Reproduce verbatim the section of the lines below that begins with the line containing "of the upstairs" and ends with the line containing "249], [611, 240]]". Include both of those lines.
--*--
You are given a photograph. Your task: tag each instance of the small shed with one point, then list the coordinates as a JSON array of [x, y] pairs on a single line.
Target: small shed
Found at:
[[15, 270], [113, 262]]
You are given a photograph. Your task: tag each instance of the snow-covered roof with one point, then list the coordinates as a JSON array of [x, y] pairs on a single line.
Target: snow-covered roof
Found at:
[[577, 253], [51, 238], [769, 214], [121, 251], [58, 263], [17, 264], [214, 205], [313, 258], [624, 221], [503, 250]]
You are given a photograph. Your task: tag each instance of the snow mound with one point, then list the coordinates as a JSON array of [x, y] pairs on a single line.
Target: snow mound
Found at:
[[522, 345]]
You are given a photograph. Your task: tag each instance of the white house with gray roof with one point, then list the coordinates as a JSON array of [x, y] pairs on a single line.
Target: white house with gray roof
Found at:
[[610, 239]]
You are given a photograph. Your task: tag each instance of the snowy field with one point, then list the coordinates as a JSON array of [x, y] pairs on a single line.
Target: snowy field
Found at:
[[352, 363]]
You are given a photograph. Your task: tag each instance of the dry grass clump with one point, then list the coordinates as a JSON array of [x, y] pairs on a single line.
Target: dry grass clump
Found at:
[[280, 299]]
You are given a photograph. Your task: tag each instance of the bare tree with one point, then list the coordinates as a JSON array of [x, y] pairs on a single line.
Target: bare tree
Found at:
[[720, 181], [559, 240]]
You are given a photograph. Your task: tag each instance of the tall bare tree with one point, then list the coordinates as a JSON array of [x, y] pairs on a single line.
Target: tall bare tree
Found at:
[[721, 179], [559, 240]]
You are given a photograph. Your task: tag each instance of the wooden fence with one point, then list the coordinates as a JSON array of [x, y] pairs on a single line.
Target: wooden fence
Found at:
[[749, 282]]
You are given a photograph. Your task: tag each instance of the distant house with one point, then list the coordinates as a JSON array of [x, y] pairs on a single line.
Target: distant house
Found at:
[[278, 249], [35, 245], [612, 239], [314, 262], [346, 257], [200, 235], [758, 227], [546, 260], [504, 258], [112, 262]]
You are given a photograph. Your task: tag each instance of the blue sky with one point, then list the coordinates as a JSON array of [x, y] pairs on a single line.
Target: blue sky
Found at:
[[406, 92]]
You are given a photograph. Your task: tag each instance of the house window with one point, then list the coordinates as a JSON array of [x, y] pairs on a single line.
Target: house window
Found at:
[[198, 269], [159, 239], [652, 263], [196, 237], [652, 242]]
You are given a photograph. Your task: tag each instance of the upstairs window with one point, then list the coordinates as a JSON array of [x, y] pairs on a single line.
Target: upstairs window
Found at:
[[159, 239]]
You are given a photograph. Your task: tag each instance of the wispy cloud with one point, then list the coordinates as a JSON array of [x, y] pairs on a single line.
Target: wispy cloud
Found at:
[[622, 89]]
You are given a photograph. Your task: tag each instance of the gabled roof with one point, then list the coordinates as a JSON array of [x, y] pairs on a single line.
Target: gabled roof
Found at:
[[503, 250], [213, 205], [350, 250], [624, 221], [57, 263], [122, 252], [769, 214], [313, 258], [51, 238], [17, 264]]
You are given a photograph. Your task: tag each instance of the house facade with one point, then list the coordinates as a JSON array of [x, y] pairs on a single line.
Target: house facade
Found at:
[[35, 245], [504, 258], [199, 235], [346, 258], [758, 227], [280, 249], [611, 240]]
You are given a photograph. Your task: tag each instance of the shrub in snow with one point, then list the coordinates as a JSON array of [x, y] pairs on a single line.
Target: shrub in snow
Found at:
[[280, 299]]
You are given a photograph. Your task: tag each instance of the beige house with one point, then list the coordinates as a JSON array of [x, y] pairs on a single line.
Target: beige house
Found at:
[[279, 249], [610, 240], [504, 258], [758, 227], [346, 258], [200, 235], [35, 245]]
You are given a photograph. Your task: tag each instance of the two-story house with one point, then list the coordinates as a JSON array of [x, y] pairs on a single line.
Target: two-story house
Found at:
--*--
- Exercise response:
You are given a photograph. Your task: tag each instance of the upstairs window with one point, then list the coordinates as a JSON array of [x, y] pairs on a single line.
Target: upstairs window
Found at:
[[159, 239]]
You are given a photograph. Your task: tag each instance of the wispy cloud with one point, then list the coordinates as a JSON array of [x, y] pairs on a single line.
Target: wispy cloud
Found at:
[[622, 89]]
You are given a photograph. Your task: tag each instance of the gabled roof with one point, then list the coordinates as a JSON array of [x, y] pairs on a single line.
Target: gabled roof
Found at:
[[503, 250], [213, 205], [350, 250], [624, 221], [57, 263], [122, 252], [769, 214], [313, 258], [51, 238], [17, 264]]
You are given a photograph. Your task: tag each instance of the house facade with one point, then list the coordinates as a JSON array of [x, y] pairs on a single line.
Target: house facade
Found at:
[[35, 245], [504, 258], [199, 235], [346, 258], [758, 227], [280, 249], [611, 240]]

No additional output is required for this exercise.